Can you copy out the data exactly? Leave the images out.
═══ Records provided
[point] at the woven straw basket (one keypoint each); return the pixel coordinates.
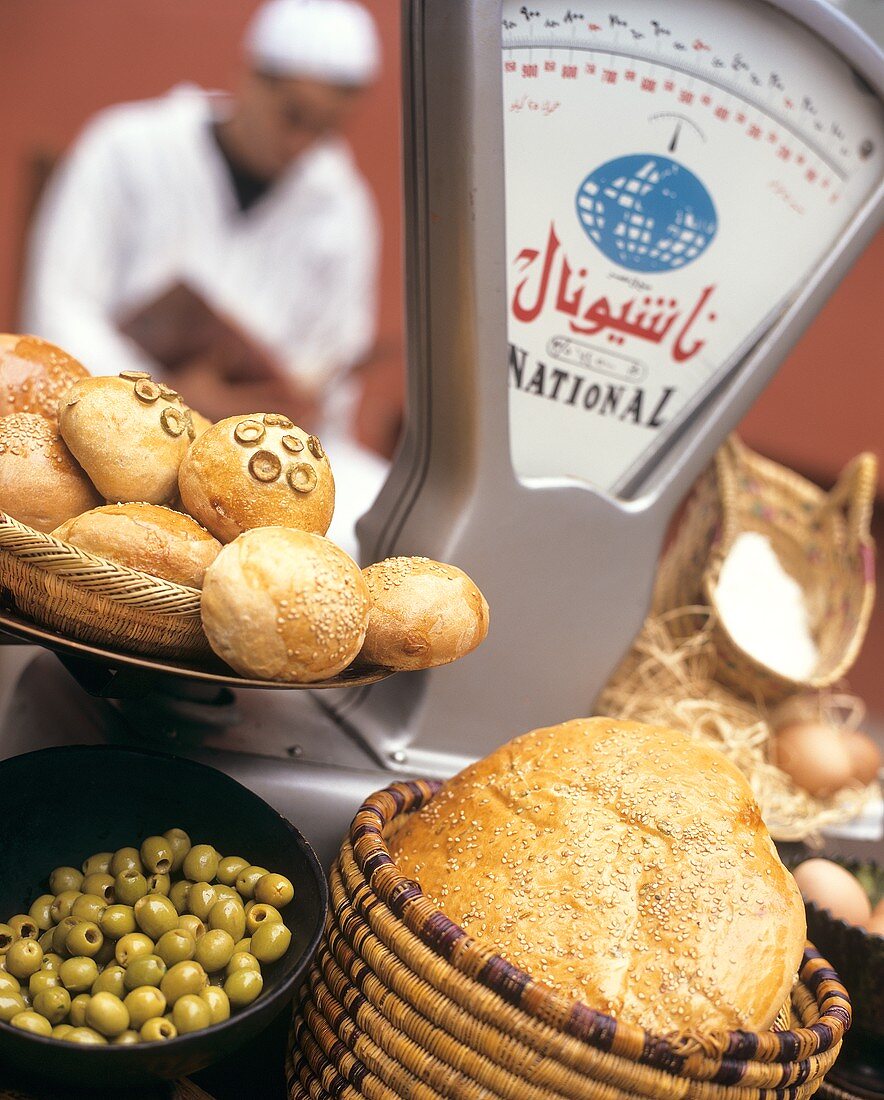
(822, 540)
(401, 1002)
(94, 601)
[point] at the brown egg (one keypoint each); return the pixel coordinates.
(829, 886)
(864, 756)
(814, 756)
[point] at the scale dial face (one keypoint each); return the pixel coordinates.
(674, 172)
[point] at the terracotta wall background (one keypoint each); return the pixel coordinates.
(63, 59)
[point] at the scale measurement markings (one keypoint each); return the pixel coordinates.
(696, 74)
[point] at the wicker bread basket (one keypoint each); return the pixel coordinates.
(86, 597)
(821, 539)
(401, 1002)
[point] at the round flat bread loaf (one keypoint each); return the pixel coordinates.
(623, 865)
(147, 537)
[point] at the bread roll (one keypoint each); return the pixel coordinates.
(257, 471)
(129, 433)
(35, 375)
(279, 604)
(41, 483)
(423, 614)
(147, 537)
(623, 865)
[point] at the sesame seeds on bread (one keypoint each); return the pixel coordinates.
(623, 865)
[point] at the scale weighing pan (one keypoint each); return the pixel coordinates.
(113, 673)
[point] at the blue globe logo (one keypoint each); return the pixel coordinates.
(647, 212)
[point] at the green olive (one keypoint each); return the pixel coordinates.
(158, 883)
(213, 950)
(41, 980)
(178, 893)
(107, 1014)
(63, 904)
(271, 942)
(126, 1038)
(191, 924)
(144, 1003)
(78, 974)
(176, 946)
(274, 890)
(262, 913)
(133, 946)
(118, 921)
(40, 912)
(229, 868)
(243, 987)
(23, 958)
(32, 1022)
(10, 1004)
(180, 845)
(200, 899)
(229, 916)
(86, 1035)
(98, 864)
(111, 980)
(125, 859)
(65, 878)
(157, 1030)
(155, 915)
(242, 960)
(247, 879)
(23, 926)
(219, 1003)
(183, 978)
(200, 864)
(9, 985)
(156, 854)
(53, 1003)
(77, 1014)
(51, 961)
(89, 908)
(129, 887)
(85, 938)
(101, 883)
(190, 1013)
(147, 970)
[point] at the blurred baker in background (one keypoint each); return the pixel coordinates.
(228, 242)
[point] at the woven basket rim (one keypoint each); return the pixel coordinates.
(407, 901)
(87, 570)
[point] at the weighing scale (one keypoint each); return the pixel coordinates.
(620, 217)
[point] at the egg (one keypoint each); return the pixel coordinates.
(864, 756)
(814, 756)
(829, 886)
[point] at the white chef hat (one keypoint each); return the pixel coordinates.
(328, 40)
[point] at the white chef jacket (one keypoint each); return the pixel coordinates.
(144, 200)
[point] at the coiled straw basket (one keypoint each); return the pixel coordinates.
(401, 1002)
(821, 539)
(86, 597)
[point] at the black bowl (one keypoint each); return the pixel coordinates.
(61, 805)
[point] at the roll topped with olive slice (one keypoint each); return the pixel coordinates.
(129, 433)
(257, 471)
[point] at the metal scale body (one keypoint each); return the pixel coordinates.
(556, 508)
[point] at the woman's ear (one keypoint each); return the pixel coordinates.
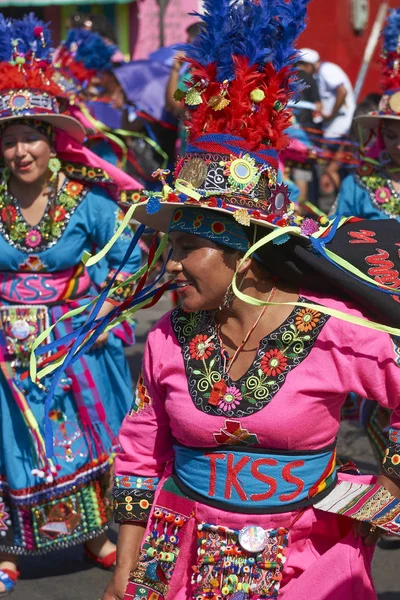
══════
*Task response*
[point] at the woven straw basket (one keypoint each); return the pixel coordinates.
(822, 540)
(401, 1002)
(94, 601)
[point] at the brown egg (one keypoint each); return the pixel coordinates.
(829, 886)
(864, 756)
(814, 756)
[point] at the scale dial face (one keypoint each); return the pixel coordinates.
(674, 172)
[point] at the terracotta wall background (one keypoint each); return the pixel coordinates.
(63, 59)
[point] at the scale measurement markings (one keypoint each); return the pixel coordinates.
(696, 74)
[point] at the wicker bread basket (one keypoint each); return the pixel coordinates.
(86, 597)
(821, 539)
(401, 1002)
[point] at the round flat bread loaf (one keypoint each); return the pixel coordinates.
(623, 865)
(147, 537)
[point] at the bread roll (one keypoint each); return the pixel coordinates.
(257, 471)
(129, 433)
(35, 375)
(279, 604)
(41, 483)
(423, 614)
(147, 537)
(623, 865)
[point] at the sesame seeds on bread (one keypoint each); return the pixel coordinates.
(623, 865)
[point] at the scale weighing pan (one keypoint each); return the pixel coordinates.
(113, 673)
[point] at the blue globe logo (one keypoint each); return the pixel coordinates.
(647, 212)
[point] at the green olive (one keypoint each); return the pixel coordinates.
(158, 883)
(213, 950)
(41, 980)
(178, 893)
(107, 1014)
(63, 904)
(271, 942)
(126, 1038)
(191, 924)
(144, 1003)
(78, 974)
(176, 946)
(274, 890)
(262, 913)
(133, 946)
(118, 921)
(40, 912)
(229, 868)
(243, 987)
(23, 958)
(32, 1022)
(10, 1004)
(180, 845)
(200, 899)
(229, 916)
(86, 1035)
(98, 864)
(111, 980)
(125, 859)
(65, 878)
(157, 1030)
(155, 915)
(242, 960)
(247, 879)
(23, 926)
(219, 1003)
(183, 978)
(200, 864)
(9, 985)
(156, 854)
(53, 1003)
(77, 1014)
(51, 961)
(89, 908)
(129, 887)
(85, 938)
(101, 883)
(190, 1013)
(147, 970)
[point] at the blurred baker in background (one keypoint each); return the pixel coordinates.
(228, 242)
[point] at the woven basket rim (one keypoint each); return the pixel coordinates.
(407, 901)
(87, 570)
[point] at the weighing scale (one keypoint each); return the pixel coordinates.
(620, 217)
[point] at the egg (one keypoint each); return the pixel coordinates.
(864, 756)
(814, 756)
(829, 886)
[point] at the white chef hat (one keypoint each); return the pixel coordinates.
(328, 40)
[point] at the white chef jacket (one keypoint each); return the pixel coordinates.
(144, 200)
[point] at the coiled straw basket (one keypoint each); return the pixel coordinates.
(401, 1002)
(821, 539)
(86, 597)
[point] at the black bowl (one keypoint each); return the pixel coordinates.
(61, 805)
[point] at the roll topped with olive slice (one keypoint each); return the pixel coordinates.
(129, 433)
(257, 471)
[point] at the metal scale body (one keypoint each); return the pixel coordinates.
(556, 508)
[point] at the woman's ear (one keypoint each); return the pixel coordinates.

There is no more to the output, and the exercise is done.